-- Work task --
Drop the images. Copy every line below character for character.

** Opening Provided data block **

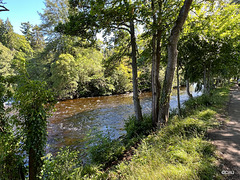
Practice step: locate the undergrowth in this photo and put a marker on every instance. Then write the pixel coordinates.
(178, 151)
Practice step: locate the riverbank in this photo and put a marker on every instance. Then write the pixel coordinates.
(181, 150)
(227, 138)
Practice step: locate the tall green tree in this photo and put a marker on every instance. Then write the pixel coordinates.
(2, 6)
(33, 102)
(172, 60)
(109, 15)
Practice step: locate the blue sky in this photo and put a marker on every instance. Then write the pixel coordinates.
(22, 11)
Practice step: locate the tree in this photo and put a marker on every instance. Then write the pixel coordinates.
(172, 60)
(111, 15)
(33, 35)
(64, 76)
(209, 44)
(3, 8)
(33, 102)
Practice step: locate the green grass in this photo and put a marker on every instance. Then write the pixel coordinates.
(178, 151)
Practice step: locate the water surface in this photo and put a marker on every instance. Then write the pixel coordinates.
(74, 119)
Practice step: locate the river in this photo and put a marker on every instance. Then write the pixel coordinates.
(73, 119)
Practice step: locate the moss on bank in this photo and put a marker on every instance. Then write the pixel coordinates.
(178, 151)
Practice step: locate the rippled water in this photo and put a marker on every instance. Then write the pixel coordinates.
(74, 119)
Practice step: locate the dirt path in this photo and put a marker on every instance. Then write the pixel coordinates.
(227, 139)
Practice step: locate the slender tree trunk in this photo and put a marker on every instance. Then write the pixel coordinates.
(32, 165)
(178, 91)
(188, 89)
(136, 101)
(172, 61)
(156, 56)
(205, 79)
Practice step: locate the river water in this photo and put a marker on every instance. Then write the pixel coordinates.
(74, 119)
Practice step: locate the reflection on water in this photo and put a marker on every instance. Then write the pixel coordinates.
(74, 119)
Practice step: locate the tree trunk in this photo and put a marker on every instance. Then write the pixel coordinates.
(188, 89)
(172, 61)
(136, 101)
(32, 165)
(156, 56)
(205, 79)
(178, 91)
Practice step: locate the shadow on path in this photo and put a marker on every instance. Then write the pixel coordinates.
(227, 139)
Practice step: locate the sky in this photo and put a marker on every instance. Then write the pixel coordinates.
(22, 11)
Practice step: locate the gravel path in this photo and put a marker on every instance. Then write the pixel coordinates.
(227, 139)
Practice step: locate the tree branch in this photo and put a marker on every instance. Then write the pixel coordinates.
(4, 8)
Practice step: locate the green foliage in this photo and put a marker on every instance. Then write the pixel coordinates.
(215, 99)
(64, 76)
(65, 165)
(11, 155)
(6, 57)
(104, 150)
(33, 103)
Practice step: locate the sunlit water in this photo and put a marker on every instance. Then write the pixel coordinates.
(74, 119)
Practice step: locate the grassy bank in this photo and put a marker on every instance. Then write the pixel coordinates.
(178, 151)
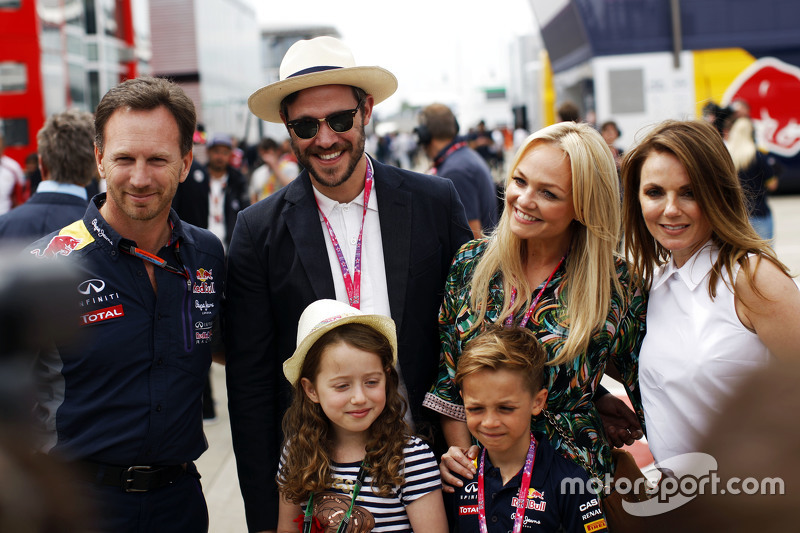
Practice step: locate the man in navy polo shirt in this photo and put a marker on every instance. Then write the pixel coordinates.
(66, 158)
(452, 158)
(124, 402)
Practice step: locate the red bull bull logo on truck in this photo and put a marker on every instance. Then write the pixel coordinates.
(771, 88)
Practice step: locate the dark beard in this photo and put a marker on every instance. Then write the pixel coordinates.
(354, 155)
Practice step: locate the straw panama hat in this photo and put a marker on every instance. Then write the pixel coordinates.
(315, 62)
(324, 315)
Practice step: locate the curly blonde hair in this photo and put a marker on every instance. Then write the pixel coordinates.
(307, 446)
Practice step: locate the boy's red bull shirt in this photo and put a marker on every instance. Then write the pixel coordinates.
(552, 503)
(128, 390)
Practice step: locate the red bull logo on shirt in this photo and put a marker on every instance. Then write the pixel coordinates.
(58, 245)
(771, 87)
(203, 275)
(528, 504)
(535, 494)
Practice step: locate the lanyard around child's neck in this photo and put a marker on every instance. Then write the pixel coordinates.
(308, 516)
(522, 497)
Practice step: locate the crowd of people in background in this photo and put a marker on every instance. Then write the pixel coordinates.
(401, 318)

** Closing Provided data block **

-- Reply to the exercise --
Practice step: locate the undergrowth in this photo and put a marker on every instance. Then write the pixel coordinates.
(178, 151)
Practice step: locate the riverbank in this photo and put a marker on every instance. Then write the pixel coordinates.
(181, 150)
(227, 138)
Practice step: locate the tall green tree in this photo and put a marker on every instance. Then write the pixel coordinates.
(2, 6)
(33, 102)
(172, 60)
(109, 15)
Practice step: locate the blue sky in this photo and put a marker on every instance. Then write the pixel coordinates.
(22, 11)
Practice step: locate the tree in this photo and put a marker on every instance. Then write the pixel coordinates.
(172, 60)
(111, 15)
(33, 35)
(64, 76)
(209, 44)
(3, 8)
(33, 102)
Practice step: locate the green grass in this photo and put a marker on every instance. Then write the pixel coordinates.
(178, 151)
Practice step: locate the water surface in this photo and put a marker on every instance. Then write the pixel coordinates.
(74, 119)
Practice step: locate the river in this photo and put a marker on every instance. Then write the pixel coordinates.
(73, 119)
Practice step: locate the moss on bank in this photo and put a marker on every instance. Then write the pixel coordinates.
(178, 151)
Practice step: locate the rippled water in this photo and put a marker on every instance. Then write the pixel coordinates.
(74, 119)
Practice step: locate the dirt path in this photo and put a marker on every instance. Then write the pixel coordinates.
(227, 139)
Practice step: locate the slender tree trunk in this photo and put a marker on every instance. Then write the pixel coordinates.
(32, 165)
(178, 91)
(188, 89)
(136, 101)
(172, 61)
(156, 56)
(205, 79)
Practice step: locate the river water in this photo and put a marker on every instance. Then write the pixel coordinates.
(74, 119)
Practice step: locate the reflection on water in this photo and put a marker on every instance. Then write the pixel coordinates.
(74, 119)
Practice step: locate the tree trunk in this photo and put a marker on every instance. Then write the pixel coordinates.
(188, 89)
(172, 61)
(136, 101)
(32, 165)
(156, 56)
(205, 79)
(178, 91)
Practice step: locate the shadow on path in this photo and put a marker on every instance. Then write the pixel coordinates.
(227, 139)
Practice step: locate the sky in this photo and put a marker on every instance. Then write the pixel coordinates.
(22, 11)
Practice step: locate the gravel path in this photo and put a marker on every instance. Then write the pixel coordinates.
(227, 139)
Practice step: locate the tree branch in this photo and put a marker on every instance. Then write the pixel coordinates.
(4, 8)
Practice step: locate the green foliage in this photo and put a marker on every instance. Then write the pixel coordinates.
(215, 99)
(64, 76)
(65, 165)
(11, 155)
(6, 57)
(104, 150)
(33, 103)
Practice step: locate the sunlit water in this photo and put a marker on every instance. Then write the pixel coordinates.
(74, 119)
Practice step: locate the grassy bank in this photo and put a marker on every instance. Then write the pixel coordinates.
(178, 151)
Practice step: locate the man in navy polo shirt in this photo and put a marker on every instance. Then write the pixel coordinates.
(66, 158)
(452, 158)
(124, 402)
Practice step: locate the red bull bull logo on truck in this photo and put a marker on every instance. Then write the pixel coordinates.
(771, 88)
Practice step: locate the dark beard in this photo and put a marker on every instance. Then write the pixel coordinates.
(354, 155)
Practice step: locate the straw panama hat in this photo and put a marker on every instance. Then write the pixel coordinates.
(315, 62)
(324, 315)
Practice step: locate the curly blonde hair in this photo and put a marker on every instance. Then write the pixel coordinates.
(307, 446)
Practice step: locate the boy's red bull shirt in this photo and put a marker on every instance. Then write the pixel coordinates.
(552, 503)
(128, 390)
Practice step: locate the red bull logo on shirt in this photo and put a marker on every instance. Then write the pixel coordinates.
(58, 245)
(771, 87)
(203, 275)
(528, 504)
(535, 494)
Practice step: locate the lanyard around child's neck in this photo and put a marker on every instance. Then write the pixel coordinates.
(308, 516)
(522, 497)
Practice step: locate the crowd of people in background in this photo and put a marker on every instance. Then write the pixel coordinates.
(401, 318)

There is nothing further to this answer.